◆ WHAT THE TASK REQUIRES ◆
Check every line of the data and copy the ones where "lantern" appears.
(TASK INPUTS)
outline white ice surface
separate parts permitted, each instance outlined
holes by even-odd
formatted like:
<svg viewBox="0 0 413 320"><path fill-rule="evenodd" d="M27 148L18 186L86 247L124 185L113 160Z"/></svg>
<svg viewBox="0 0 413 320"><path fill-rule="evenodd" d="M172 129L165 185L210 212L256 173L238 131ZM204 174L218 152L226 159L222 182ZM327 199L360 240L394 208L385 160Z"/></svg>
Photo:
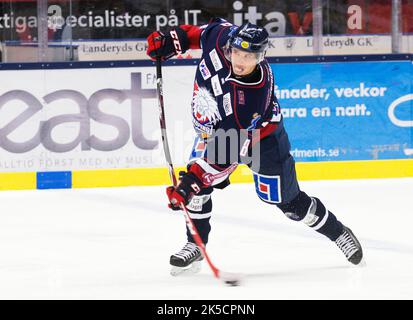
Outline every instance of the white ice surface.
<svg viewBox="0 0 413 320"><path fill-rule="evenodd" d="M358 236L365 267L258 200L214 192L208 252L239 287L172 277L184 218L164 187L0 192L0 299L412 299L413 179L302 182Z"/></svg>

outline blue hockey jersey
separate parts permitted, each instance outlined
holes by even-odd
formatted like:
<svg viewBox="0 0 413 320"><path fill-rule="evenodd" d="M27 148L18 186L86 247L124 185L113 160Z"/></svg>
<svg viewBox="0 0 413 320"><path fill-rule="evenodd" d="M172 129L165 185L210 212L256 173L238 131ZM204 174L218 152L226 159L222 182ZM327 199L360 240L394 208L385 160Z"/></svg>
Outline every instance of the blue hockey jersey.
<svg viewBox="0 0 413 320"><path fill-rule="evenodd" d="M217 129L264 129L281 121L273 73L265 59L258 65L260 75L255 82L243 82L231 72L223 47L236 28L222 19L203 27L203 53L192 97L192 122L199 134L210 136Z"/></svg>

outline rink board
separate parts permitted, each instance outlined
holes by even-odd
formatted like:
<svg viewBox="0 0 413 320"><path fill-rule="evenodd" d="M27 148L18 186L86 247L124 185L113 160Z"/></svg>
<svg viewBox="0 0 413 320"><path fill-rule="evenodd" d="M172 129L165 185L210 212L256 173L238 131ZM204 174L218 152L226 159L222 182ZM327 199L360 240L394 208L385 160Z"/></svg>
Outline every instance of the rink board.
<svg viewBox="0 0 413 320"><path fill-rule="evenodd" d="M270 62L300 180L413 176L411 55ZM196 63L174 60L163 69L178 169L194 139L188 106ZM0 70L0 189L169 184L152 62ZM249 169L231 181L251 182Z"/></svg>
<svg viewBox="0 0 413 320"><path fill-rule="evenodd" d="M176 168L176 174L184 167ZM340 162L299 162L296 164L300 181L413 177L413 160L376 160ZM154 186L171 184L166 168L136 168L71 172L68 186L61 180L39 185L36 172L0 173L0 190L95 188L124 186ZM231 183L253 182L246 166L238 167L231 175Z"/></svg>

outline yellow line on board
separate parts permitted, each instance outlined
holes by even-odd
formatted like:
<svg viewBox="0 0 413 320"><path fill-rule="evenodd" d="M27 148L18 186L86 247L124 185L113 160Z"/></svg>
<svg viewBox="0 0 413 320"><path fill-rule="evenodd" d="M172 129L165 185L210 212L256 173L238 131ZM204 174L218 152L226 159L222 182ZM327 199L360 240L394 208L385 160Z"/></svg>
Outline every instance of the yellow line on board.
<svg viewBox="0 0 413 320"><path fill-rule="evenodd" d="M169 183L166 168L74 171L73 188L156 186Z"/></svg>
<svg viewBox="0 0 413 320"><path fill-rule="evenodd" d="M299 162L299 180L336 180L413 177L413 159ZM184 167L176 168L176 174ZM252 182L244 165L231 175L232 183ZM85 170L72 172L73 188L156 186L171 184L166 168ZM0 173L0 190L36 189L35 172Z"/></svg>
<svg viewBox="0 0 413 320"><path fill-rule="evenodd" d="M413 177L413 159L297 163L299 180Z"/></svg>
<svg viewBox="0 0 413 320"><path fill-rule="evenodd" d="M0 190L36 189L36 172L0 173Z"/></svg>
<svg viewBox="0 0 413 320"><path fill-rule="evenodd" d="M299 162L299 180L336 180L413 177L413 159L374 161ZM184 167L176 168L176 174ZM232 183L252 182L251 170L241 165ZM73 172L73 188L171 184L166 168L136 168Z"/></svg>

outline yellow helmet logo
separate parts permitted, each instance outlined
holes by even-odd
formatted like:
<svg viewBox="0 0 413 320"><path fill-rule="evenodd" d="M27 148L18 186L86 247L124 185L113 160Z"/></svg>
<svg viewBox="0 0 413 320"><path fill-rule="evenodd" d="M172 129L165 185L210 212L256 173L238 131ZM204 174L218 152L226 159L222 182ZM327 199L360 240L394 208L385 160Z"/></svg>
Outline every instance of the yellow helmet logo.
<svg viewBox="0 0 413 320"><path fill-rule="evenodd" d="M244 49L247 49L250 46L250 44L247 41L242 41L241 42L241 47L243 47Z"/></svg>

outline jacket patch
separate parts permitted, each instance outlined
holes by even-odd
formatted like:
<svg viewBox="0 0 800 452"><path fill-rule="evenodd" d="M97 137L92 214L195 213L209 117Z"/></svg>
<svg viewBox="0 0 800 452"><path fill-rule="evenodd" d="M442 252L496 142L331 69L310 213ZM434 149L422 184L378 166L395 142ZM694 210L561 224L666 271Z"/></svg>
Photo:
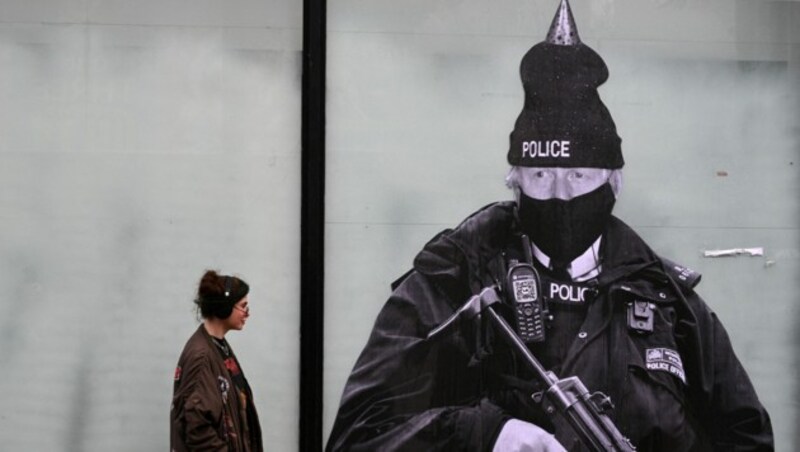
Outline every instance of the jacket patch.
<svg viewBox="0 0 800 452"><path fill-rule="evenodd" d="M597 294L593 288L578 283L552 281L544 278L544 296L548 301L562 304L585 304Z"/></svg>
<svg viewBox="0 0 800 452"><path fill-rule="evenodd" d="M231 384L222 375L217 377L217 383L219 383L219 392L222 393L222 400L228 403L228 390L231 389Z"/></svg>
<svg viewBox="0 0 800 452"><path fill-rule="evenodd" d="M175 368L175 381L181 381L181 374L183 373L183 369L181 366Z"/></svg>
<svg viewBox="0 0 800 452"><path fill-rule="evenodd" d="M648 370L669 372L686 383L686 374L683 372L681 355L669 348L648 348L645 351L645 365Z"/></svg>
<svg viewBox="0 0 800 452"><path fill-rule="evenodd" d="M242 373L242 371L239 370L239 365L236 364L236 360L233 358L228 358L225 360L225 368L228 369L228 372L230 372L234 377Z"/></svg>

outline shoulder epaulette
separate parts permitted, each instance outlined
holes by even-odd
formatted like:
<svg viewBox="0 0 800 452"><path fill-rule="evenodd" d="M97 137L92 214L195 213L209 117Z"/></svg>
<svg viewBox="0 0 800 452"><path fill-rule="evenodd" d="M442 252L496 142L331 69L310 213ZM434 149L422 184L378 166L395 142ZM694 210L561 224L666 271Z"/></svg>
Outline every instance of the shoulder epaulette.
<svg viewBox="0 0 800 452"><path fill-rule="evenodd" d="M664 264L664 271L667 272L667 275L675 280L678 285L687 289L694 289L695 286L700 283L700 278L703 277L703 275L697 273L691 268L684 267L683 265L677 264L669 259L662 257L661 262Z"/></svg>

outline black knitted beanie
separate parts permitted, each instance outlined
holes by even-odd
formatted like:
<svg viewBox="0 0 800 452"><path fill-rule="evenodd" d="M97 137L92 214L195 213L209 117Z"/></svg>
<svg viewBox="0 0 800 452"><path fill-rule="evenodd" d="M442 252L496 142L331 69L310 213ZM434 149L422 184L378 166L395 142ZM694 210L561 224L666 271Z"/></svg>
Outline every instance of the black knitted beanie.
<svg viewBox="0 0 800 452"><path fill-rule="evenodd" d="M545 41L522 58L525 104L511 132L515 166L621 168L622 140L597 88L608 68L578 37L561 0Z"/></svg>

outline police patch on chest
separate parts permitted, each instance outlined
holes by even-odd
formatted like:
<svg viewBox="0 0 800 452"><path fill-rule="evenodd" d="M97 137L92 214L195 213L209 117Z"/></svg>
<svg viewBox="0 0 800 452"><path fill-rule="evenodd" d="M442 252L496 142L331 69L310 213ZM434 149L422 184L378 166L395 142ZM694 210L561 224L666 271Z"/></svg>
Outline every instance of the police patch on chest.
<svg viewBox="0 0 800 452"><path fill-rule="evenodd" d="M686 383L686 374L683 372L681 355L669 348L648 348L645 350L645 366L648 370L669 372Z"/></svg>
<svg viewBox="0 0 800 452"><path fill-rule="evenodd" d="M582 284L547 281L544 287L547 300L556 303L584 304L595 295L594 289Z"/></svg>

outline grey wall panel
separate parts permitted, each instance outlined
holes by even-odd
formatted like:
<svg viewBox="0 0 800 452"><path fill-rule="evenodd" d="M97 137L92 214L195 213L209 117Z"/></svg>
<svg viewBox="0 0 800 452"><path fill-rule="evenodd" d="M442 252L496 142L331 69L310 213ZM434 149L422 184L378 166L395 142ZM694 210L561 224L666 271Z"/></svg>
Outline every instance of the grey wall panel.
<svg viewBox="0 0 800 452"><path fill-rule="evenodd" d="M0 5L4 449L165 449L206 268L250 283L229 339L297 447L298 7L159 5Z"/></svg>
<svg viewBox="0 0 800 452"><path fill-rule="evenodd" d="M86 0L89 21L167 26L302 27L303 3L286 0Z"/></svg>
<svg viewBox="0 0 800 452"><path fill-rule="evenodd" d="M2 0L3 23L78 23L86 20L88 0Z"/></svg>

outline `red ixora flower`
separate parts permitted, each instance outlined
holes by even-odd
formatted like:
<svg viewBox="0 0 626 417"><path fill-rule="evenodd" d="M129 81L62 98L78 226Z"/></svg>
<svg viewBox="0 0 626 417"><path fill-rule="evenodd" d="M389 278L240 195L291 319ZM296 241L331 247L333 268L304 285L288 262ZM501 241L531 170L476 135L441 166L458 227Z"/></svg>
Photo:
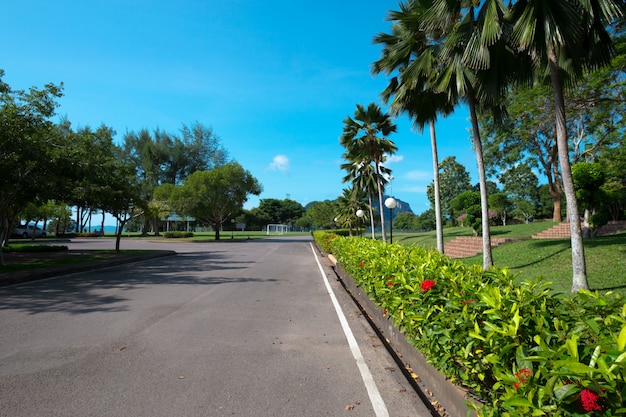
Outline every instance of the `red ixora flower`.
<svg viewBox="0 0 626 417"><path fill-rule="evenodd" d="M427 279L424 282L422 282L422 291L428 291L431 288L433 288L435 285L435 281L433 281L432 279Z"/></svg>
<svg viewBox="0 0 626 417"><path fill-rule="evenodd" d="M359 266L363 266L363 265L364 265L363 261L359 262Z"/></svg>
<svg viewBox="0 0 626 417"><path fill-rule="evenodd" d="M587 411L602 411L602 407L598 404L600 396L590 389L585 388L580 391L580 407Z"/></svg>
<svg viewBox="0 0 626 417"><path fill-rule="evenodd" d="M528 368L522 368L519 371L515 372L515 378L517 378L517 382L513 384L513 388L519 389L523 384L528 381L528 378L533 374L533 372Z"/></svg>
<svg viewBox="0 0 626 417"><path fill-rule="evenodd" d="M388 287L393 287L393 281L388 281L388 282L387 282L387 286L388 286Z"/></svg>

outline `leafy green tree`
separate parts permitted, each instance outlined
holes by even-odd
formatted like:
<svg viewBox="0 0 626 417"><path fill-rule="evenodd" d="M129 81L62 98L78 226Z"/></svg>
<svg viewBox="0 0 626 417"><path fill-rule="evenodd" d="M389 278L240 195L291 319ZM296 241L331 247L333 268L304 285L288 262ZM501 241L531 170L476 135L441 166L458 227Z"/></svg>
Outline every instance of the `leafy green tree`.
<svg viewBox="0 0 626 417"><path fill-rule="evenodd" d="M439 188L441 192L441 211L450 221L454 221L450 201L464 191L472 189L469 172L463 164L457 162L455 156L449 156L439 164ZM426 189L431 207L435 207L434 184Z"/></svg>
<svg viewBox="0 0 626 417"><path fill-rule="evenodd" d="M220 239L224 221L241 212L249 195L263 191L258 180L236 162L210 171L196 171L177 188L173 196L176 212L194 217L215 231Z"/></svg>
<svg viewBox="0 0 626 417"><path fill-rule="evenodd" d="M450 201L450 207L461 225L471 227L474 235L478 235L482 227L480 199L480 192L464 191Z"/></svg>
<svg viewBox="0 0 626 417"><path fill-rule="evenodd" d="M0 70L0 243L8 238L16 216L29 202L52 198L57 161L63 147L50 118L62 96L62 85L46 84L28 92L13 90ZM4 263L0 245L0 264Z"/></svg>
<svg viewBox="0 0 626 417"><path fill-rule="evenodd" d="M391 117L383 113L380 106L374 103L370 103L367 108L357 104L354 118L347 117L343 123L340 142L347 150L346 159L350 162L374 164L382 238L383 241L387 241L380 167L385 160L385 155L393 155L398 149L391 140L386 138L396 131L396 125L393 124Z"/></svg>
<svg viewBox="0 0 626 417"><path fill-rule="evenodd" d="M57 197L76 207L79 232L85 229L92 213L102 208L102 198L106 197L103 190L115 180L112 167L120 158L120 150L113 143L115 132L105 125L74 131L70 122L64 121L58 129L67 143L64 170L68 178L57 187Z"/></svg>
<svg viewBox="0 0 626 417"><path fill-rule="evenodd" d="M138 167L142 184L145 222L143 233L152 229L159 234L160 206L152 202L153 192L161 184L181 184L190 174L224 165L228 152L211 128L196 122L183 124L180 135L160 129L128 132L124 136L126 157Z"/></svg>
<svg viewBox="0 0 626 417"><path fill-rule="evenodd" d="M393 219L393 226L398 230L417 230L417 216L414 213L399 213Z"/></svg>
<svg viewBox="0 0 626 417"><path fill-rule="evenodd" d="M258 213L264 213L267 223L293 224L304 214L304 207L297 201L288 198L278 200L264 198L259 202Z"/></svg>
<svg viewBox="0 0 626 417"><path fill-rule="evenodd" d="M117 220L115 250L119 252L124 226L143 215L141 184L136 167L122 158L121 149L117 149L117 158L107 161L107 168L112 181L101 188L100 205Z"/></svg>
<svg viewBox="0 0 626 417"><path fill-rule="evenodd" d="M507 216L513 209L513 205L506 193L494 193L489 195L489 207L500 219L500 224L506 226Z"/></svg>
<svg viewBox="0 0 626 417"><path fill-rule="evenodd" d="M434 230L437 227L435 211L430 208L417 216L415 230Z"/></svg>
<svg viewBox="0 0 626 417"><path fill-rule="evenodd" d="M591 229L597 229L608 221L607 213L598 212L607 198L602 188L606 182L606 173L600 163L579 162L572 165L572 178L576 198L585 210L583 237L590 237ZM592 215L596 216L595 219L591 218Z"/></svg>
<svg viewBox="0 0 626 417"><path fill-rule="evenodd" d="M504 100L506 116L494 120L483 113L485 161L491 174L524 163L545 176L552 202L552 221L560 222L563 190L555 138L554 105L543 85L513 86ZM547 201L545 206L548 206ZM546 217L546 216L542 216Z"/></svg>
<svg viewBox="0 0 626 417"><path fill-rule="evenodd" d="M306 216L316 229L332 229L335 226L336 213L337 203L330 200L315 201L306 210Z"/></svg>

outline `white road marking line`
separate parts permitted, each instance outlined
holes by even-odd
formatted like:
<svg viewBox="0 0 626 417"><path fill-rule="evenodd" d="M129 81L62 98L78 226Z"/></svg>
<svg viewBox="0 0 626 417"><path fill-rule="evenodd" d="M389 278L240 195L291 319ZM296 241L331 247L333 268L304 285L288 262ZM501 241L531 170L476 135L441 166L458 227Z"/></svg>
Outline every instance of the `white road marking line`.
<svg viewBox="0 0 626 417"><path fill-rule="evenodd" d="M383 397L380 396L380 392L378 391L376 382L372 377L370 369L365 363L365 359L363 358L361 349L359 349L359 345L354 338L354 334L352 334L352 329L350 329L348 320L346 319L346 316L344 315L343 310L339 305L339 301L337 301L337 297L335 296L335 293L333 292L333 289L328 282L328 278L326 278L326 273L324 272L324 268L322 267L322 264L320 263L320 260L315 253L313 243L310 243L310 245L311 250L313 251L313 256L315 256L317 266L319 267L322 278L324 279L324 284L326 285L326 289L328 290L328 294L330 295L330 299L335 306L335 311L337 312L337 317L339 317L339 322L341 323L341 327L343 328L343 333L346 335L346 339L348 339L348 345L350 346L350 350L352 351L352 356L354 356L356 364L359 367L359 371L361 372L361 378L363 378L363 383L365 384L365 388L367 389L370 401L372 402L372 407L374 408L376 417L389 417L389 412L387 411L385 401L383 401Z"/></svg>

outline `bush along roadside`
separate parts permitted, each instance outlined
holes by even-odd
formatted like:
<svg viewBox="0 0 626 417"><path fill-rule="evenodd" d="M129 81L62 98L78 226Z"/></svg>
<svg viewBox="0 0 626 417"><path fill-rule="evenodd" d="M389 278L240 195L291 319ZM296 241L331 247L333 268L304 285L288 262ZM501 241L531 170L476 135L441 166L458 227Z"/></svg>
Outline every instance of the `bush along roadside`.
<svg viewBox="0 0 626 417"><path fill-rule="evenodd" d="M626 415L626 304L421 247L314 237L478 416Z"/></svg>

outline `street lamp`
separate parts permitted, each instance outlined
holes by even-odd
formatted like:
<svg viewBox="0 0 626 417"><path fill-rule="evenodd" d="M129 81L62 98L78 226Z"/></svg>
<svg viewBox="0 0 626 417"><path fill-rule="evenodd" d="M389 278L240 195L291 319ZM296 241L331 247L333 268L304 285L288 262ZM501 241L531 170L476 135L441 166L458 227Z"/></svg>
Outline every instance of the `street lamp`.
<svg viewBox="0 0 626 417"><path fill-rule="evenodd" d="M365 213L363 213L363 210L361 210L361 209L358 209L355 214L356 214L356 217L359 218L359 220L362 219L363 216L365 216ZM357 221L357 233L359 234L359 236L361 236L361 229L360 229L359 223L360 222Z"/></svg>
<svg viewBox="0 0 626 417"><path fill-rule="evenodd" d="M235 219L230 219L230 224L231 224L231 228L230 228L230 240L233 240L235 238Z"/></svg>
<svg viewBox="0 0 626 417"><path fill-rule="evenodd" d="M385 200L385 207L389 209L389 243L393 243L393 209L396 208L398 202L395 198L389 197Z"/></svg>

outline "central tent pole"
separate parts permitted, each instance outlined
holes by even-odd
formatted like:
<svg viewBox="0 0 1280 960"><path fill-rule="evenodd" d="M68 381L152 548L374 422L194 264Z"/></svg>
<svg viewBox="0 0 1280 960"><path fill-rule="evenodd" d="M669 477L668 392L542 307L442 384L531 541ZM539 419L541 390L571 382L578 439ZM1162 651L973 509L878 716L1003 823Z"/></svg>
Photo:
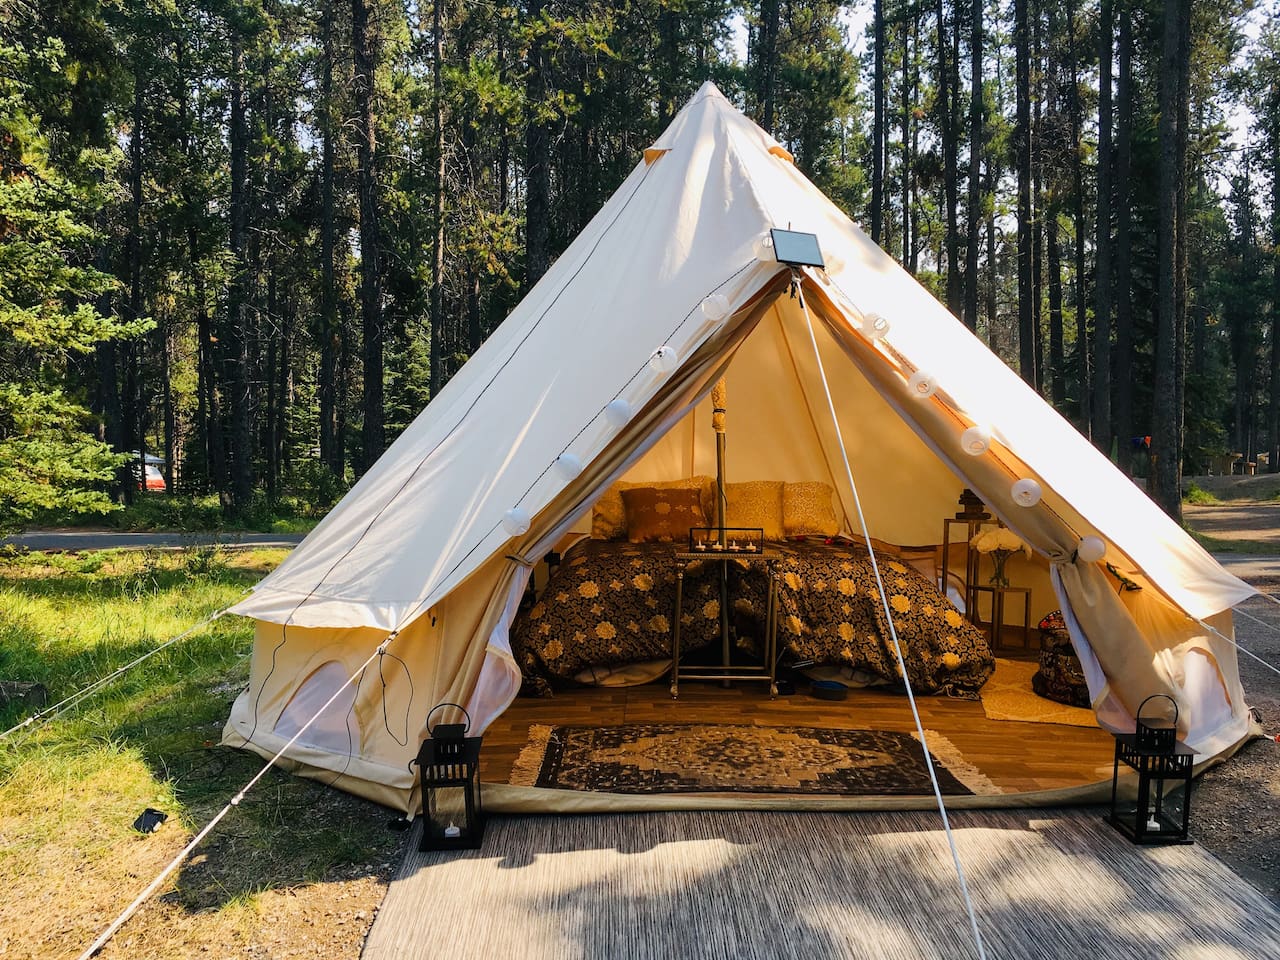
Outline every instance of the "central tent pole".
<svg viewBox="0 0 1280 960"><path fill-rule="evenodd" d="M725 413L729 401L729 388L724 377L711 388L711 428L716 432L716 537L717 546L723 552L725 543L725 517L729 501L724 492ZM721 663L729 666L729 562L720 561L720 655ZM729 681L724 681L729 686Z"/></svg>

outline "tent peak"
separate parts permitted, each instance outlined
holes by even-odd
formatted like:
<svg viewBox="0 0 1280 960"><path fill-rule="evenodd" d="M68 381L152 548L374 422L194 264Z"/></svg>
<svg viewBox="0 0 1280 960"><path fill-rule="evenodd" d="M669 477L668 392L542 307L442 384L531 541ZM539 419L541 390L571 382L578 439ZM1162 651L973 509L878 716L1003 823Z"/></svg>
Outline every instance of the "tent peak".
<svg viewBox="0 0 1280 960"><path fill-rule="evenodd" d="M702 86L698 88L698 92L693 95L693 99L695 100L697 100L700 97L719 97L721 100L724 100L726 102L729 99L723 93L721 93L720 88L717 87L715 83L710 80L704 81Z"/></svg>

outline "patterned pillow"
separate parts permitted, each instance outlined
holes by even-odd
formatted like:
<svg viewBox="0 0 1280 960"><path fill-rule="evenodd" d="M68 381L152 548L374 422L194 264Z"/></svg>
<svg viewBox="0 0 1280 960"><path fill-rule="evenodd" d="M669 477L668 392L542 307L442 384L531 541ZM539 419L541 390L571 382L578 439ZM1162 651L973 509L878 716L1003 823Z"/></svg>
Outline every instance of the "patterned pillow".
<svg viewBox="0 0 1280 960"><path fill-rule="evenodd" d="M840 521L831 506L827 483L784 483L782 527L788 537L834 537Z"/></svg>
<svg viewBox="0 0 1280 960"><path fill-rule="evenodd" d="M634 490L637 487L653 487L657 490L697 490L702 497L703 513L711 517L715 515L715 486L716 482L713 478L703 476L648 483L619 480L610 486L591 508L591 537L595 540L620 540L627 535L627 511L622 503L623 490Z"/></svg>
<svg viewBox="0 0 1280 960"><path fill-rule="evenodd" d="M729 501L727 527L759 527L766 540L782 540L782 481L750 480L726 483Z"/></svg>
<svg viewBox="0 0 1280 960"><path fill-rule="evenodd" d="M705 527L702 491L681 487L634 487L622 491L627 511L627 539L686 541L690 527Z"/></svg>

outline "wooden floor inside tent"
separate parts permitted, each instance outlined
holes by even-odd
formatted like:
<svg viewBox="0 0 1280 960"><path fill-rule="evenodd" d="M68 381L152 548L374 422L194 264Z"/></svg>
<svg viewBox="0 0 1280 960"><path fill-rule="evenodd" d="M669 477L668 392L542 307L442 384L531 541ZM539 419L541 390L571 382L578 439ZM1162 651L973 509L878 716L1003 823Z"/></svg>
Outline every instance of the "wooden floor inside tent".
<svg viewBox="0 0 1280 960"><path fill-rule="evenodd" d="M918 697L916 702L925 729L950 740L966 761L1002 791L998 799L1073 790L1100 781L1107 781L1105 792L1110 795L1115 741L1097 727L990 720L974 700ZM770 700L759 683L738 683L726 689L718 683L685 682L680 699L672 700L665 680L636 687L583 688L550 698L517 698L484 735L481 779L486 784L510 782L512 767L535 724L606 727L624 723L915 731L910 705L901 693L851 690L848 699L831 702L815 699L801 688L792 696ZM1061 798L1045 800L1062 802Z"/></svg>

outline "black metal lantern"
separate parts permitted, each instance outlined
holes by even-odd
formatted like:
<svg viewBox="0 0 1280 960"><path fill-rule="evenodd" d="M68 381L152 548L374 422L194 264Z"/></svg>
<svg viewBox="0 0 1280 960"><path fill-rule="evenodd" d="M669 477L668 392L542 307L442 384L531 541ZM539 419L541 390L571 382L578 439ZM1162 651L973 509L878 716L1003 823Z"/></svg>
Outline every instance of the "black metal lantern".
(End TASK INPUTS)
◆ TASK OUTPUT ◆
outline "black metal lantern"
Outline every instance of the "black metal lantern".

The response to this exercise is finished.